Fonte
Dl Maggio: riduzione ore di lavoro, a parità di salario. Al vaglio la proposta
Il Dl Maggio conterrà il fondo alle imprese, il “contributo” di emergenza. Al vaglio la proposta di una riduzione dell’orario di lavoro, a parità di salario
Il Dl di Aprile sarebbe in procinto di essere completato, anche se, nel frattempo, è diventato di “Maggio”. Si prevedono 55 miliardi a sostegno dell’economia, il reddito di emergenza (che diventerà “contributo”), ma la novità decisamente più interessante riguarda il punto tra governo e parti sociali per la ripartenza.
Già, martedì 5, il Premier Conte, all‘incontro con i leader dei sindacati confederali Cgil, Cisl, Uil, aveva parlato di «brusca caduta del Pil», scenario confermato anche dal rapporto della Commissione europea, per cui «occorre rimboccarsi le maniche»; che tradotto significa, per il Presidente del Consiglio, un «patto sociale per far ripartire davvero il Paese», un piano cospicuo «per sostenere famiglie, lavoratori e imprese».

Estratto dati

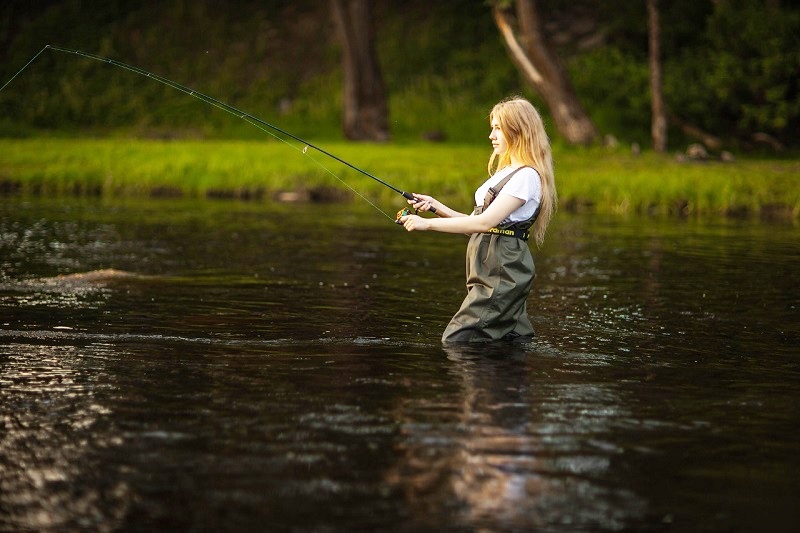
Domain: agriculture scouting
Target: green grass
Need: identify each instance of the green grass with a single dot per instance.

Esercizio 1
Rispondi in base alla fonte:
(a) Quanti miliardi si prevedono a sostegno dell'economia?
(b) Con i leader di quali sindacati confederali si è incontrato Conte martedì 5?
(c) Che cosa diventerà il reddito di emergenza?
Esercizio 2
Traduci in inglese questa frase della fonte: «Il Dl di Aprile sarebbe in procinto di essere completato, anche se, nel frattempo, è diventato di “Maggio”.»

Soluzione esercizio 1
(a) 55 miliardi.
(b) Cgil, Cisl, Uil.
(c) Un "contributo".

Soluzione esercizio 2
The April decree is reportedly close to being completed, although, in the meantime, it has become the “May” decree.